## start

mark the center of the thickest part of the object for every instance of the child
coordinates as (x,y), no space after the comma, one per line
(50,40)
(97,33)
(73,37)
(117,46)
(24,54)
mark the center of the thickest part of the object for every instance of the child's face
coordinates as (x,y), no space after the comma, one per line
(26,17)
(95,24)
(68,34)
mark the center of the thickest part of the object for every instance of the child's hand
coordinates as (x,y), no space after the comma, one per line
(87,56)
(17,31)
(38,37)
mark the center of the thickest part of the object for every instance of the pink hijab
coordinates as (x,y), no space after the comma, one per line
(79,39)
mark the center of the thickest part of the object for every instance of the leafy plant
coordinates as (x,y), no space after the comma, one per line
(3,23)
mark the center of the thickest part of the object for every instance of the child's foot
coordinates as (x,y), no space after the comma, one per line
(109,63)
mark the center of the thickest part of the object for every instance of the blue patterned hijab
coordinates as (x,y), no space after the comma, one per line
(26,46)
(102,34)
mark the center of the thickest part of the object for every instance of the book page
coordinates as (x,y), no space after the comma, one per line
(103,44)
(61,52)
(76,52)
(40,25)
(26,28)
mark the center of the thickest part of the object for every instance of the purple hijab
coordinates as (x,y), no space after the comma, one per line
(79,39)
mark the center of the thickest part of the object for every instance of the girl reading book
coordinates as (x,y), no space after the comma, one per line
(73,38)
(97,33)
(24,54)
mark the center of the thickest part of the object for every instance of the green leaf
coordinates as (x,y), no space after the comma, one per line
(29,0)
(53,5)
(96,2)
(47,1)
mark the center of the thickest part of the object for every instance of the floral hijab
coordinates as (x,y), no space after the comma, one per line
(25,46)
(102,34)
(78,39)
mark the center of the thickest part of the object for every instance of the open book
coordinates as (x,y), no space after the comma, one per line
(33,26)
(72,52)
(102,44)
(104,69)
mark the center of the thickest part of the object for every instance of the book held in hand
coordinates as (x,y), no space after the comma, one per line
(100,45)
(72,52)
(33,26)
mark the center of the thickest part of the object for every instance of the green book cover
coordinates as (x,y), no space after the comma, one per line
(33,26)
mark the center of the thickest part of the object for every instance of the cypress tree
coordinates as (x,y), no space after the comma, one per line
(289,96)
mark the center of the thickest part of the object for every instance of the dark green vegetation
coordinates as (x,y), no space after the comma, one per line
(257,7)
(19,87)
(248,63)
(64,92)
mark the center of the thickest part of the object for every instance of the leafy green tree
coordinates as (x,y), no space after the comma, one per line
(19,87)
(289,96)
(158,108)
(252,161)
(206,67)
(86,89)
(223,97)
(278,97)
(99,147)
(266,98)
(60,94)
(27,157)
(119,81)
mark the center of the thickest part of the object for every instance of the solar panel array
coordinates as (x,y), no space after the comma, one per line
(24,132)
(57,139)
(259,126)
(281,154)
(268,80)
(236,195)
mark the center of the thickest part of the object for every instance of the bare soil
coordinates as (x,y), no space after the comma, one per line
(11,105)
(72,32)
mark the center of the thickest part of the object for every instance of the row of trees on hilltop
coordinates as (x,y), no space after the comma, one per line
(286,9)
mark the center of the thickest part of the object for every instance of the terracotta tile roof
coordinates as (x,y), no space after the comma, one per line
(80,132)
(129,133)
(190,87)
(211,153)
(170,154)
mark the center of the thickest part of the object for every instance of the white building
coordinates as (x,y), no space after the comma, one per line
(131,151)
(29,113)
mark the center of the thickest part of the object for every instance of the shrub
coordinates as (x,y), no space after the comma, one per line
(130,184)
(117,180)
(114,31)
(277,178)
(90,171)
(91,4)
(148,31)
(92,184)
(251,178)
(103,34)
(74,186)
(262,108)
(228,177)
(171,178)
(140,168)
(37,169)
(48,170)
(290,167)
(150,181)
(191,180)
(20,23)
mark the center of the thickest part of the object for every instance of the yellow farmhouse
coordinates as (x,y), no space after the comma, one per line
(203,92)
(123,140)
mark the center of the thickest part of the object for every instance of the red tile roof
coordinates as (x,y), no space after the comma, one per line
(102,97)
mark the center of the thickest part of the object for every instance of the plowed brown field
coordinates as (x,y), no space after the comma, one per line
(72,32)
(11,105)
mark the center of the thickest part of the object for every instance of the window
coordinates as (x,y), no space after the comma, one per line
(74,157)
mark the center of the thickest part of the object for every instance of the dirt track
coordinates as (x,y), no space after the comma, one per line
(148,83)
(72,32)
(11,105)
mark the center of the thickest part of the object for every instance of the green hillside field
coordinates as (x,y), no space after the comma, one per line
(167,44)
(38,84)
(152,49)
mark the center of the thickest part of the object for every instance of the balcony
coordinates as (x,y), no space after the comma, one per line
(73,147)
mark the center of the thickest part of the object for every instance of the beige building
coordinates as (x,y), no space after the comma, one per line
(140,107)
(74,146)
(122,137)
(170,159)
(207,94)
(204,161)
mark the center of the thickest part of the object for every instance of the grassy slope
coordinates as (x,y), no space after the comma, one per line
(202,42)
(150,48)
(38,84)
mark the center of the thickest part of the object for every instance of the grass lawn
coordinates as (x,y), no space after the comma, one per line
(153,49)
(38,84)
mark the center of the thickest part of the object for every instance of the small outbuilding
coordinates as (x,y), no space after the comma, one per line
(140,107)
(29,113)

## end

### Exercise aim:
Make an exact copy of the listing, including every line.

### Final result:
mark the center of the thickest part of the object for every instance of the child
coordinates as (x,y), no space after the comma, one per line
(50,40)
(97,33)
(73,37)
(117,46)
(24,54)
mark the center of the thickest part of the object for every instance of the child's face
coordinates as (x,y), no space after the comma, one per line
(26,17)
(95,24)
(68,34)
mark the center of the thickest part of the object for every instance of the child's hand
coordinates as (x,y), no space after the comma, one per line
(87,56)
(17,31)
(38,37)
mark the center of the thickest part of the object for every instance of the pink hijab
coordinates as (x,y), no space after the comma, one per line
(79,39)
mark the center of the thickest part of the object for every instance of the leafy plant
coordinates as (x,y), no space after the comma, one per line
(3,23)
mark the center of the thickest part of the object for every instance of the child's foot
coordinates as (x,y), no space after the comma, one per line
(109,63)
mark the center of the thickest part of the object for every instance of the blue patterned hijab
coordinates as (x,y), no space after the comma, one per line
(26,46)
(102,34)
mark the center of the thickest part of the object for every instance of the book page
coordinates as (x,y), no space after the comma, one per line
(103,44)
(61,52)
(76,52)
(40,25)
(26,28)
mark the center of the thickest part of the object for every instance of the purple hijab
coordinates as (x,y), no space after the comma, one per line
(79,39)
mark the center of the thickest part of the object for every instance of the girl reading book
coordinates as (x,y), no space after the comma, one per line
(73,38)
(97,33)
(24,54)
mark the center of the thickest part of the object for every instance of the green leaf
coordinates as (x,y), no space after the comma, one per line
(29,0)
(53,5)
(96,2)
(47,1)
mark the center of the thickest part of the object for every instance of the floral hijab
coordinates as (x,y), no space after the comma, one per line
(25,46)
(102,34)
(78,39)
mark the center of the thickest part of the object for every instance of the open book
coordinates as (x,y), no space after the comma, one per line
(33,26)
(72,52)
(102,44)
(104,69)
mark the center of the thickest part of the object for every instance of the book held in hand
coordinates as (x,y), no space after the comma, one per line
(100,45)
(72,52)
(33,26)
mark the center of the thickest part of the object for every instance of the green book cover
coordinates as (x,y), no space after the comma, one per line
(33,26)
mark the center of the thickest part of the object for every instance of the cypress tree
coordinates as (x,y), no space after the comma, one per line
(289,96)
mark the center of the thickest part of the object for every instance of the dark green vegetation
coordinates as (x,y), no space after the comma, one per line
(257,7)
(19,87)
(248,63)
(64,92)
mark the center of the thickest part of the object for every instance of the leafy green tree
coordinates as (x,y), no space after the comma, one per line
(19,87)
(289,96)
(158,108)
(252,161)
(206,67)
(86,89)
(223,97)
(278,97)
(99,147)
(266,98)
(60,94)
(27,157)
(119,81)
mark the center of the thickest part of the object for every instance of the solar panel array
coordinates as (x,y), no space after the comma, one per line
(24,132)
(57,139)
(259,126)
(281,154)
(268,80)
(236,195)
mark the center of the thickest part of the object for every instance of the bare soil
coordinates as (x,y), no space after the comma, one per line
(11,105)
(72,32)
mark the center of the thickest part of the object for every instance of the row of trees on hilltop
coordinates as (x,y), no space after the comma, one per line
(286,9)
mark the center of the thickest part of the object for every instance of the terracotta tile roof
coordinates as (x,y), no space after the comma, one per line
(80,132)
(129,133)
(190,87)
(211,153)
(170,154)
mark the center of the thickest part of the object for every instance of the white building
coordinates as (x,y), no space after the comma, one per line
(131,151)
(29,113)
mark the center of the thickest part of the object for every instance of the shrub
coordinates as (x,y), no space after the comma, one per line
(130,184)
(117,180)
(114,31)
(277,178)
(90,171)
(91,4)
(148,31)
(92,184)
(251,178)
(103,34)
(74,186)
(262,108)
(228,177)
(171,178)
(140,168)
(37,169)
(48,170)
(290,167)
(150,181)
(191,180)
(20,23)
mark the center of the thickest part of the object for every instance of the yellow farmhouse
coordinates as (x,y), no space after the comma, one per line
(203,92)
(123,140)
mark the center of the thickest part of the object for every instance of the red tile roof
coordinates as (x,y), no space after the comma, one per line
(102,97)
mark the center of the thickest part of the object for every instance of the plowed brown field
coordinates as (x,y), no space after the comma, one per line
(72,32)
(11,105)
mark the center of the thickest part of the object for every instance of the window
coordinates as (x,y), no space after the comma, one per line
(74,157)
mark the center of the thickest part of the object for every instance of the dirt track
coordinates as (x,y), no space after the comma, one per line
(148,83)
(72,32)
(11,105)
mark the center of the thickest part of the object for every instance of the green hillside field
coordinates as (x,y), no space after the comma, one per line
(167,44)
(38,84)
(152,49)
mark the center of the thickest part of the object for every instance of the balcony
coordinates as (x,y), no space after the comma, one per line
(73,147)
mark the center of the thickest part of the object for every instance of the beige building
coordinates as (x,y), no space after the comma, one per line
(140,107)
(74,146)
(122,137)
(170,159)
(207,94)
(204,161)
mark the center of the thickest part of the object for every instance of the grassy slope
coordinates as (x,y), no space after the comma, one per line
(202,42)
(150,48)
(38,84)
mark the center of the thickest part of the object for every instance of the grass lawn
coordinates as (x,y), no space after the comma, one per line
(153,49)
(38,84)
mark the center of the thickest part of the object for every instance of the small outbuilding
coordinates as (x,y), no space after the comma, one per line
(140,107)
(29,113)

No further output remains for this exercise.